→ **Work to complete**: Copy every record that appears below, exactly as it stands.

→ **Data supplied**:

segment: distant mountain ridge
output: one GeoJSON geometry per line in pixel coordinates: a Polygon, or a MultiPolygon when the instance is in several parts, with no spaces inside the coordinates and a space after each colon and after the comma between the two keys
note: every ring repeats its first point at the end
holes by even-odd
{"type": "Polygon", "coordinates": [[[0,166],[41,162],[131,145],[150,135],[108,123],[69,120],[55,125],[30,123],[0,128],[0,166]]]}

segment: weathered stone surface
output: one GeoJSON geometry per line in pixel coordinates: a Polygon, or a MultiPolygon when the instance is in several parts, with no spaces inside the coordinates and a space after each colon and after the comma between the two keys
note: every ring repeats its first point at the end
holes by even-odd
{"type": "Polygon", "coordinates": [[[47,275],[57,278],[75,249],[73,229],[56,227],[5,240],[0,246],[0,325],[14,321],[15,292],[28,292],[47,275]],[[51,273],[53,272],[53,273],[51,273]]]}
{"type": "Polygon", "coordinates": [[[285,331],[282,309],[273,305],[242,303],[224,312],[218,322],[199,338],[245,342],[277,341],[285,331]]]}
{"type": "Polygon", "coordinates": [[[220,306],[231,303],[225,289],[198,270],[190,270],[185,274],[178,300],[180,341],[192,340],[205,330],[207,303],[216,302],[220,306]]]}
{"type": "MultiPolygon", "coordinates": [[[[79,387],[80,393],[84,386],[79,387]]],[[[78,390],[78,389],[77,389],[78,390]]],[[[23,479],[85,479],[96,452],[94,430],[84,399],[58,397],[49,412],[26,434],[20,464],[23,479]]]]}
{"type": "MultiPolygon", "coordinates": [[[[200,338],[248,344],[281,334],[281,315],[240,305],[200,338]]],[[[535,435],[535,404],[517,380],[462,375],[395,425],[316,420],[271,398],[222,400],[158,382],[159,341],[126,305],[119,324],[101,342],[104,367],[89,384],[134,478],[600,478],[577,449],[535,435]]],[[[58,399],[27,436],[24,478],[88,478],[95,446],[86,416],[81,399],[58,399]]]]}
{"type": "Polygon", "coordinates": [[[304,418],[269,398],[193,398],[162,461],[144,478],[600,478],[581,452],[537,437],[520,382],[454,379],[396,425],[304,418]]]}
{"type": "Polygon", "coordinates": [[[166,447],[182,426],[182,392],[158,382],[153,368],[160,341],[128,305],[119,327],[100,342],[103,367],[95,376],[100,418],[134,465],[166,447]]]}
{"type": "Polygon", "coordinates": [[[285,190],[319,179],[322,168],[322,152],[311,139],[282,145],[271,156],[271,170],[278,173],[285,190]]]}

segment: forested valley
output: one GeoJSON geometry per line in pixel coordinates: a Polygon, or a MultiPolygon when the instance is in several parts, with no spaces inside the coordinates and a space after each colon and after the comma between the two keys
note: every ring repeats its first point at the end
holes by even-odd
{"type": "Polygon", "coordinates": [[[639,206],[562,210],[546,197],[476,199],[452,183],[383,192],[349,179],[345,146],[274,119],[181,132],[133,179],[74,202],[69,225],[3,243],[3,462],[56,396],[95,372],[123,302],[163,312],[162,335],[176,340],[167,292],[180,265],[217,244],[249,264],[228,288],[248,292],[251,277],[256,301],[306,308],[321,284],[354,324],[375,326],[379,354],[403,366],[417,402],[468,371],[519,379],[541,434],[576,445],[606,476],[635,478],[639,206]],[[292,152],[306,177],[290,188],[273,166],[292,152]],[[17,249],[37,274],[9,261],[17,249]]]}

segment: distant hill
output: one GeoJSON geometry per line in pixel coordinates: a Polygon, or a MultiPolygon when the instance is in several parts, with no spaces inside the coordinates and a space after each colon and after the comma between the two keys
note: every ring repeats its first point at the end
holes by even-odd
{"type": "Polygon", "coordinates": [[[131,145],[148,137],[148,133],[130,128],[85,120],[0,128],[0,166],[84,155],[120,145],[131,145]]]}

→ **Task response**:
segment: distant mountain ridge
output: one GeoJSON geometry per line in pixel coordinates: a Polygon, or a MultiPolygon when the instance is in several parts, with no spaces inside the coordinates and a space after each colon and after the comma between the two keys
note: every ring repeats its first point at the end
holes by even-odd
{"type": "Polygon", "coordinates": [[[0,166],[41,162],[131,145],[150,135],[108,123],[69,120],[55,125],[30,123],[0,128],[0,166]]]}

segment: weathered stone surface
output: one GeoJSON geometry per line in pixel coordinates: a Polygon, or a MultiPolygon when the instance is in several parts, with no spaces inside the coordinates and a space after each colon and after the comma between the two keys
note: every ring repeats its first point at the end
holes by even-odd
{"type": "Polygon", "coordinates": [[[47,275],[57,278],[75,249],[73,229],[56,227],[5,240],[0,246],[0,325],[14,321],[15,292],[28,292],[47,275]],[[51,273],[53,272],[53,273],[51,273]]]}
{"type": "Polygon", "coordinates": [[[285,331],[282,309],[273,305],[242,303],[224,312],[218,322],[199,338],[245,342],[277,341],[285,331]]]}
{"type": "Polygon", "coordinates": [[[220,306],[231,303],[225,289],[198,270],[190,270],[185,274],[178,300],[180,341],[192,340],[205,330],[207,303],[216,302],[220,306]]]}
{"type": "MultiPolygon", "coordinates": [[[[79,387],[80,393],[84,386],[79,387]]],[[[78,390],[78,389],[77,389],[78,390]]],[[[23,479],[85,479],[96,452],[94,430],[84,399],[58,397],[49,412],[26,434],[20,464],[23,479]]]]}
{"type": "MultiPolygon", "coordinates": [[[[200,338],[248,344],[281,334],[281,315],[240,305],[200,338]]],[[[535,435],[535,404],[517,380],[462,375],[395,425],[316,420],[271,398],[222,400],[158,382],[159,341],[126,305],[119,324],[101,342],[104,367],[89,384],[134,478],[600,478],[577,449],[535,435]]],[[[58,399],[27,436],[24,478],[88,478],[95,446],[86,416],[81,399],[58,399]]]]}
{"type": "Polygon", "coordinates": [[[304,418],[269,398],[193,398],[162,461],[144,478],[600,478],[581,452],[537,437],[520,382],[454,379],[396,425],[304,418]]]}
{"type": "Polygon", "coordinates": [[[166,447],[182,426],[182,392],[158,382],[153,368],[160,341],[128,305],[119,327],[100,342],[103,367],[95,376],[100,418],[134,465],[166,447]]]}
{"type": "Polygon", "coordinates": [[[285,190],[319,179],[322,168],[322,152],[311,139],[282,145],[271,156],[271,170],[278,173],[285,190]]]}

segment: forested valley
output: one GeoJSON geometry per line in pixel coordinates: a Polygon, or a MultiPolygon when the instance is in several parts, with no spaces inside the coordinates and a space after each colon and after the comma between the two keys
note: every ring repeats its first point at the end
holes by even-odd
{"type": "Polygon", "coordinates": [[[639,206],[562,210],[546,197],[476,199],[452,183],[383,192],[349,179],[345,146],[274,119],[181,132],[133,179],[74,202],[69,225],[3,243],[3,462],[56,396],[95,372],[123,302],[163,312],[162,335],[176,340],[167,292],[180,265],[217,244],[249,264],[228,288],[248,292],[251,277],[256,301],[306,308],[321,284],[354,324],[375,326],[379,354],[403,366],[417,402],[468,371],[519,379],[541,434],[576,445],[606,476],[635,478],[639,206]],[[292,152],[306,177],[290,188],[273,166],[292,152]],[[17,249],[37,274],[9,261],[17,249]]]}

segment: distant hill
output: one GeoJSON geometry per line in pixel coordinates: a Polygon, or a MultiPolygon when the instance is in several parts, with no spaces inside the coordinates and a space after each colon and after the comma between the two keys
note: every ring repeats its first point at the end
holes by even-odd
{"type": "Polygon", "coordinates": [[[131,145],[148,137],[148,133],[130,128],[85,120],[0,128],[0,166],[84,155],[120,145],[131,145]]]}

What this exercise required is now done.